Lo scorso 20 maggio è stata trasmessa la lettera del presidente Fassino al Ministro dell’Economia e delle finanze con la quale si afferma l’assoluta necessità e urgenza di sospendere il procedimento di “diffida” avviato a carico dei Comuni e delle regioni per le sanzioni comunitarie sulle discariche abusive e la non corretta gestione dei rifiuti, nelle more della verifica delle responsabilità, anche centrali, rispetto ai singoli casi. È infatti paradossale che la procedura avviata dal ministero dell’Economia e Finanze in applicazione delle norme sul cosiddetto diritto di rivalsa gravi esclusivamente sulle amministrazioni comunali, e in solido sulle Regioni, in quanto attinente anche a responsabilità di altri livelli di governo che dovranno essere chiamati a risponderne.
______________________________
_Consegne_.
**1)** Elenca, nell'ordine in cui compaiono nel brano, le parole con iniziale maiuscola che non aprono una frase, riportando ciascuna una sola volta.
**2)** Trasforma in un elenco numerato le righe delle voci, cominciando da quella che contiene "red car in this photo." e arrivando fino all'ultima riga delle voci, senza le righe vuote. Non includere le immagini.
Il brano e le voci non hanno alcun legame tra loro.

_Voci di etichettatura delle posizioni_.
______________________________
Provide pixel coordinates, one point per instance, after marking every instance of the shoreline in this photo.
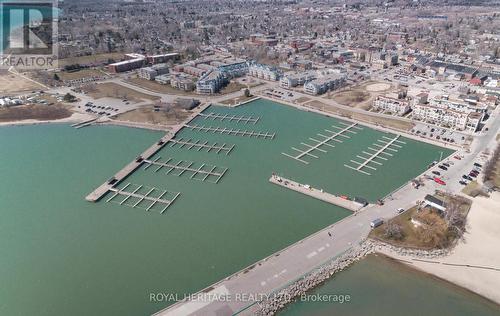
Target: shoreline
(281, 298)
(473, 263)
(75, 117)
(407, 266)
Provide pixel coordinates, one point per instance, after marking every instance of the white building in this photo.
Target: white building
(392, 104)
(211, 82)
(323, 84)
(294, 79)
(264, 72)
(181, 82)
(150, 73)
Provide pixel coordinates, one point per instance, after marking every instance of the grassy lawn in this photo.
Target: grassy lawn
(34, 112)
(13, 83)
(147, 114)
(84, 73)
(91, 60)
(113, 90)
(302, 100)
(434, 230)
(232, 87)
(159, 88)
(411, 238)
(359, 96)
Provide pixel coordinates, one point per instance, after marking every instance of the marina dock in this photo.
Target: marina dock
(383, 146)
(318, 145)
(107, 186)
(231, 131)
(316, 193)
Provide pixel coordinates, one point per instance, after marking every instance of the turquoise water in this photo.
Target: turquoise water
(379, 286)
(63, 255)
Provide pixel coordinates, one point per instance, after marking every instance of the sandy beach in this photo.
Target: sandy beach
(475, 262)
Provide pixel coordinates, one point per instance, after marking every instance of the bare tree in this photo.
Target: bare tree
(394, 231)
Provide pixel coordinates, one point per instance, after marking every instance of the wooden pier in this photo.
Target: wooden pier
(231, 131)
(198, 145)
(316, 193)
(84, 123)
(201, 173)
(383, 147)
(140, 198)
(318, 145)
(106, 187)
(238, 119)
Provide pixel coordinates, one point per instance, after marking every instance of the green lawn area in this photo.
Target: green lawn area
(434, 231)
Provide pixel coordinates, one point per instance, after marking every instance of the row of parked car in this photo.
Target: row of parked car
(472, 174)
(105, 110)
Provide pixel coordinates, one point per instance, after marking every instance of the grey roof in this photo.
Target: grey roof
(434, 200)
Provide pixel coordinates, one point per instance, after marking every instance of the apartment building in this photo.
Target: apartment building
(447, 114)
(181, 82)
(211, 82)
(127, 65)
(294, 79)
(393, 104)
(323, 84)
(150, 73)
(265, 72)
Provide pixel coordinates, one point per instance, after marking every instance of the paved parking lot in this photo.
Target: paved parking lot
(438, 133)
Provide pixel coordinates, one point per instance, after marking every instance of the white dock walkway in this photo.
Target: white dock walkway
(231, 131)
(317, 144)
(238, 119)
(386, 144)
(315, 193)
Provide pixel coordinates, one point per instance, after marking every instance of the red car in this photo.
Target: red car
(439, 181)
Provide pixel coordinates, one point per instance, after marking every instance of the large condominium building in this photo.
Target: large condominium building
(181, 82)
(234, 68)
(211, 82)
(465, 105)
(264, 72)
(447, 114)
(323, 84)
(392, 104)
(194, 71)
(163, 58)
(294, 79)
(150, 73)
(127, 65)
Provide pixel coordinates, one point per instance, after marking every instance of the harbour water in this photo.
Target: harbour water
(63, 255)
(379, 286)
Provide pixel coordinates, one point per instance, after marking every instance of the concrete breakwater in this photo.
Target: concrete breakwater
(391, 250)
(285, 296)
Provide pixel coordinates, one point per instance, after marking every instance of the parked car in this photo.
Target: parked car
(376, 223)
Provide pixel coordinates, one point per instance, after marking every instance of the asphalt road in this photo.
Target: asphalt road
(298, 259)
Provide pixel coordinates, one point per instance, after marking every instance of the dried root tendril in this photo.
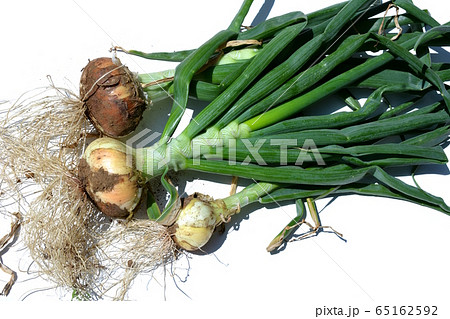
______________________________
_Soluzioni_.
**1)** Fassino, Ministro, Economia, Comuni, Finanze, Regioni

**2)**
1. Provide pixel coordinates, one point per instance, after marking every instance of the red car in this photo.
2. Target: red car
3. (439, 181)
4. Provide pixel coordinates, one point per instance, after marking every instance of the large condominium building in this photo.
5. Target: large condominium building
6. (181, 82)
7. (234, 68)
8. (211, 82)
9. (465, 105)
10. (264, 72)
11. (447, 114)
12. (323, 84)
13. (392, 104)
14. (194, 71)
15. (163, 58)
16. (294, 79)
17. (150, 73)
18. (127, 65)
19. Provide pixel coordinates, one point per instance, after marking every instance of the harbour water in this photo.
20. Target: harbour water
21. (63, 255)
22. (379, 286)
23. Provide pixel coordinates, one point per instance, after marking every instance of the concrete breakwater in this photo.
24. Target: concrete breakwater
25. (391, 250)
26. (285, 296)
27. Provide pixel coordinates, one point per instance, after marking every instance of the parked car in this photo.
28. Target: parked car
29. (376, 223)
30. Provide pixel coordinates, one point per instance, after marking every instance of the asphalt road in this photo.
31. Target: asphalt road
32. (298, 259)
33. Provide pixel coordinates, one point per instance, after marking every instance of the dried root tendril in this photo.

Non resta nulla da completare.